(About this exercise): Set the data down again, exactly as it appears below.

(Data to examine):

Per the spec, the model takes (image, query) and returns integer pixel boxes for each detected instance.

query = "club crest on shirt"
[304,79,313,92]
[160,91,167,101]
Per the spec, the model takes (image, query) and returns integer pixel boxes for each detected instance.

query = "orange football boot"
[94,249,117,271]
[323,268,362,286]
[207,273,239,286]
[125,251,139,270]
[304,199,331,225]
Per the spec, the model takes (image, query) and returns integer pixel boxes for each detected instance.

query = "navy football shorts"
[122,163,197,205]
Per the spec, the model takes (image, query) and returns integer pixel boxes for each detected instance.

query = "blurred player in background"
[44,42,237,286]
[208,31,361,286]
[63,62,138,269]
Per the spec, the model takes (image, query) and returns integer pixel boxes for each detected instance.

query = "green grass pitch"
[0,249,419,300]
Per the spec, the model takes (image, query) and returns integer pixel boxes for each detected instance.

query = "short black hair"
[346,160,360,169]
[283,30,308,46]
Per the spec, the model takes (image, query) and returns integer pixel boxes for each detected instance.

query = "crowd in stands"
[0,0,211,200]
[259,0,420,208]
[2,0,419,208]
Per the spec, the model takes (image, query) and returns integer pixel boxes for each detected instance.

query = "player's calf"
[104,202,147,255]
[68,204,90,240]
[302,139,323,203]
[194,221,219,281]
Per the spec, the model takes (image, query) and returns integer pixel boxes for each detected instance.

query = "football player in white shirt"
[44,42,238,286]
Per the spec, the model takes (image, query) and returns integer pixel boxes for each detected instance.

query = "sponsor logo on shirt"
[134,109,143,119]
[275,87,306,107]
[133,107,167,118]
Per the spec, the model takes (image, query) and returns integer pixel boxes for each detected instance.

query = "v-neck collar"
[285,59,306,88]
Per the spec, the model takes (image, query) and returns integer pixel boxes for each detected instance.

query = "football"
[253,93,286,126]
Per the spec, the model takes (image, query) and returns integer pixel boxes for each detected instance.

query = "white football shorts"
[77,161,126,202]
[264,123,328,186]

(Solution to this problem):
Per the spec, the model takes (image, query) and returns integer pixel boxes for each detected instance.

query = "club crest on shirt"
[304,79,313,92]
[160,91,167,101]
Per the spec, the model takes (image, query) and returns integer pixel boxes for each detected instance.

query = "orange football boot"
[94,249,117,271]
[323,268,362,286]
[207,273,239,286]
[125,251,139,270]
[304,199,331,225]
Per the spec, the model takes (image, query) and returns integer pixel boxes for each detected instance.

query = "navy football shorts"
[122,163,197,205]
Per the spec, the model takes (image, query) and returns integer pixel boxes for each detected instance.

query = "blurred player in background"
[44,42,237,286]
[208,31,361,286]
[63,62,138,269]
Per the spec, the model takes (image, query) and returns integer pixel boxes for each detected instance.

query = "green grass pitch"
[0,249,419,300]
Per the spec, the model takes (image, query) and returns integer pixel boxes for each detected instance.

query = "short black hair"
[346,160,360,169]
[283,30,308,46]
Per the spec, the model takes (image, query) and returns integer pixel boxes for each detected instance.

query = "crowd in stands"
[0,0,211,200]
[259,0,420,208]
[2,0,419,208]
Per the spec, the model takes (image, query) and returns integer pixel boxes for each detected instance.

query = "player's calf"
[104,202,147,255]
[68,204,90,240]
[302,139,323,203]
[194,221,219,281]
Per the spec, the model takes (image, query) and returns integer pixel boxes for each detected instance.

query = "football player in white shirt"
[44,42,238,286]
Per the spec, the model takes (image, query) and returns integer pixel boxes for each detected instance.

query = "sponsor logo on shirt"
[134,109,143,119]
[275,87,306,107]
[133,107,167,118]
Per the spec, the model takes (image, query) and returns integer pixel boxes for each detected instance.

query = "v-neck collar"
[285,59,306,88]
Per the spec, the model takes (image, query) and returns integer pixel boxes for each detected instance.

query = "football"
[253,93,286,126]
Per the spec, the model takes (image, query) and returns integer pixel boxes for each detected instance.

query = "white football shorts"
[77,161,126,202]
[264,123,328,186]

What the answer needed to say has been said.